# Aufgabenstellung 1:
Erläutere anhand des Reiseberichts, warum für den Weg bis Palani 3-4 Tage angesetzt werden.

5. Bericht - 7.11.21 - Glück & Pech & noch mehr Glück

 


Die Nacht unter dem Seitendach des verlassenen Hauses war erträglich. Ich hatte die zweite Schlafmatte in den dünnen Schlafsack eingezogen und mich damit zugedeckt, um besseren Schutz gegen die Kälte zu haben. 

Ein fremder Mann taucht am Morgen auf. Er sieht zu, wie ich meine Sachen einpacke. Seine Worte klingen nach "Ich solle hier weggehen". 

Paar Minuten später ist er wieder da, grade, als ich aufbrechen möchte. Er ist jetzt netter und beanwortet meine Zeichensprache-Frage, wo man einen Milk-Tea trinken kann.

Am ersten Tee-Stand bzw. an der ersten Imbissbude gibt es Snacks. Ich bestelle etwas und reinige meine neue Plastikunterlage.

Der Besitzer wundert sich über mein Aussehen und das Gepäck und fragt etwas. Ich ahne den Inhalt seiner Frage und antworte mit Bruchstücken und Gesten.

Als ich bezahlen möchte, winkt er ab - eingeladen.

.........................................................

Bald danach die nächste Tee-Bude: Ich habe jetzt richtig Frühstückshunger und bestelle wieder Tee und einen Snack. Der Junge des Besitzers kommt von hinten heraus und beäugt mich mit schüchternem Lächeln. Ich frage den Besitzer, ob ich ihm einen Zaubertrick vorzeigen kann. Der ist nicht nur einverstanden, sondern sagt irgendetwas, so dass drei Brüder des Kleinen und die Mutter vorkommen und zugucken. Einige andere Gäste gucken aus der Distanz zu.

Auch an dieser Stelle gehe ich weiter, ohne etwas bezahlt haben zu müssen.

.........................................................

Endlose Serpentinen führen den Berg hinunter. Die Strecke bis Palani beträgt auf der Straße 53 Kilometer - das bedeutet bei meinem langsamen Gehtempo 3-4 Tage. 

Leute winken mir kurz von ihrem Motorrad aus zu; Leute am Straßenrand genießen schöne Aussichten und gucken verwundert, wenn ich vorbeigehe. Manche Mutige sprechen mich an und wollen wissen, woher ich komme oder möchten ein Selfie mit mir machen.

.........................................................

Am frühen Nachmittag kommt ein Motorradfahrer entgegen und hält an. Sein Englisch ist nicht gut, aber er ist freundlich und als er von meinen Plänen hört verspricht er, mich auf seinem Rückweg mit nach unten zu nehmen, wo er sich um einen Schlafplatz und Essen für mich kümmern würde. Ich freue mich, bin aber skeptisch.

# Einträge:

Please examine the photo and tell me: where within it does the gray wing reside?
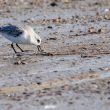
[0,25,23,37]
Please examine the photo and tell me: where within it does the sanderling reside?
[0,24,42,53]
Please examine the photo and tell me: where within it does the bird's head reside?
[25,26,41,51]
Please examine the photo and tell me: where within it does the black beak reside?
[37,45,43,52]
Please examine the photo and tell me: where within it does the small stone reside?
[50,2,57,7]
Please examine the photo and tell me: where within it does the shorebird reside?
[0,24,42,53]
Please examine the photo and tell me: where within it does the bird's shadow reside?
[14,50,53,57]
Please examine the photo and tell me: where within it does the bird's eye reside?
[37,39,40,43]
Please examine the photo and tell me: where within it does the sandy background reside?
[0,0,110,110]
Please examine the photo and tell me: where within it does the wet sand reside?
[0,0,110,110]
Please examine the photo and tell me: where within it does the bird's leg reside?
[16,44,24,52]
[37,45,44,52]
[11,43,17,53]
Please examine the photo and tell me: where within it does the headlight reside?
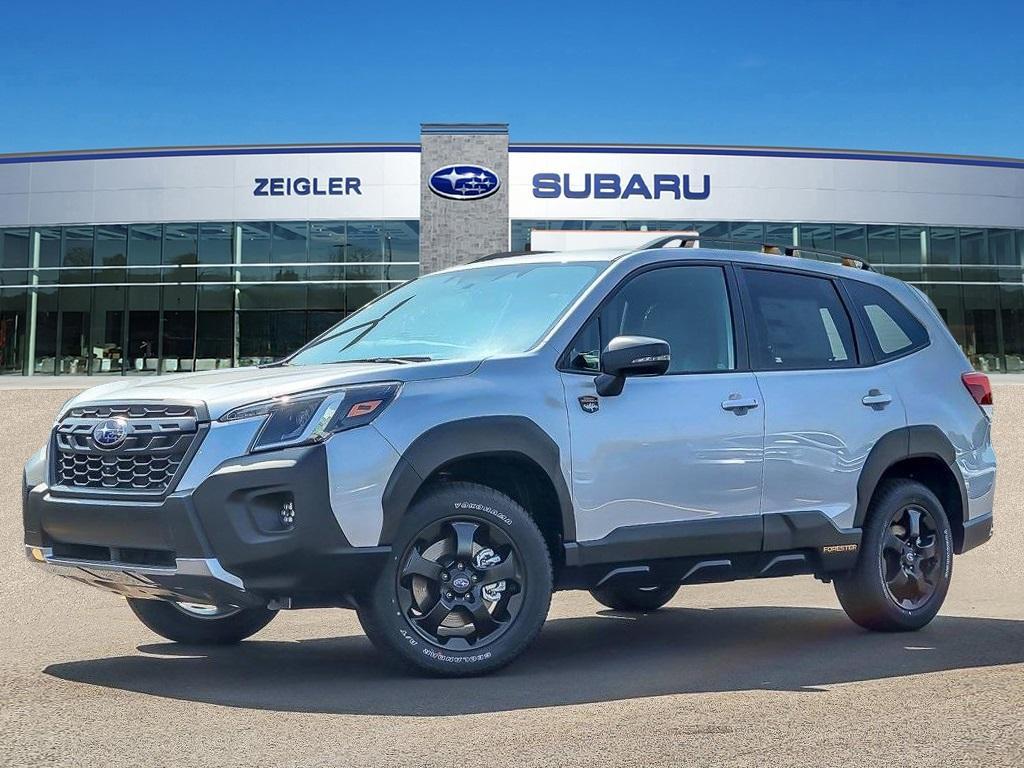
[220,382,401,451]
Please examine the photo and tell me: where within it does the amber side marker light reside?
[345,400,384,419]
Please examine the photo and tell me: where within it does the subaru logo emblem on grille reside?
[92,419,129,451]
[427,164,502,200]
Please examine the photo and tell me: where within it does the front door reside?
[562,264,764,548]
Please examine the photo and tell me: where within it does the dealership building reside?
[0,124,1024,377]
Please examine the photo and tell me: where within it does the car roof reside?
[443,248,882,282]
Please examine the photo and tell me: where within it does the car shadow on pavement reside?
[45,607,1024,717]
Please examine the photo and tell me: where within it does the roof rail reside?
[467,251,551,264]
[637,232,700,251]
[637,232,873,271]
[761,243,874,272]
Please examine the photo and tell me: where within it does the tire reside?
[590,584,679,613]
[835,478,953,632]
[357,482,553,677]
[128,597,278,645]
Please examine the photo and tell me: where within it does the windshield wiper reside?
[331,354,433,366]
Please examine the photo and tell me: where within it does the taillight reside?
[961,371,992,419]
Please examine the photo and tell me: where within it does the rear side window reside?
[846,280,928,361]
[743,269,857,371]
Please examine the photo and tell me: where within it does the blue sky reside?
[0,0,1024,157]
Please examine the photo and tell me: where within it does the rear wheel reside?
[835,479,953,632]
[128,597,278,645]
[590,584,679,612]
[358,482,552,676]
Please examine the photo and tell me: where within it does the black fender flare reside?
[380,416,575,545]
[853,425,968,528]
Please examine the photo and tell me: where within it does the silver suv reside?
[24,248,995,675]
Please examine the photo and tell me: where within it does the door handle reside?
[722,394,758,416]
[860,389,893,410]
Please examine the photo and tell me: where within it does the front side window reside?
[565,265,736,374]
[743,269,856,371]
[288,261,606,366]
[846,280,928,361]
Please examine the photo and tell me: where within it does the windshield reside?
[287,262,605,366]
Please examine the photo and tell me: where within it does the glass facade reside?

# Aufgabenstellung 2:
Gib aus den Einträgen die Zeilen von der Zeile mit "wet sand reside?" bis zur Zeile mit "[220,382,401,451]" wortgetreu wieder, beide Grenzzeilen eingeschlossen. Lass die Bilder in der Antwort weg.

# Lösung 1:
Die Strecke bis Palani beträgt auf der Straße 53 Kilometer. Bei dem im Bericht genannten langsamen Gehtempo bedeutet das 3-4 Tage.

# Lösung 2:
Please examine the photo and tell me: where within it does the wet sand reside?
[0,0,110,110]
Please examine the photo and tell me: where within it does the bird's leg reside?
[16,44,24,52]
[37,45,44,52]
[11,43,17,53]
Please examine the photo and tell me: where within it does the headlight reside?
[220,382,401,451]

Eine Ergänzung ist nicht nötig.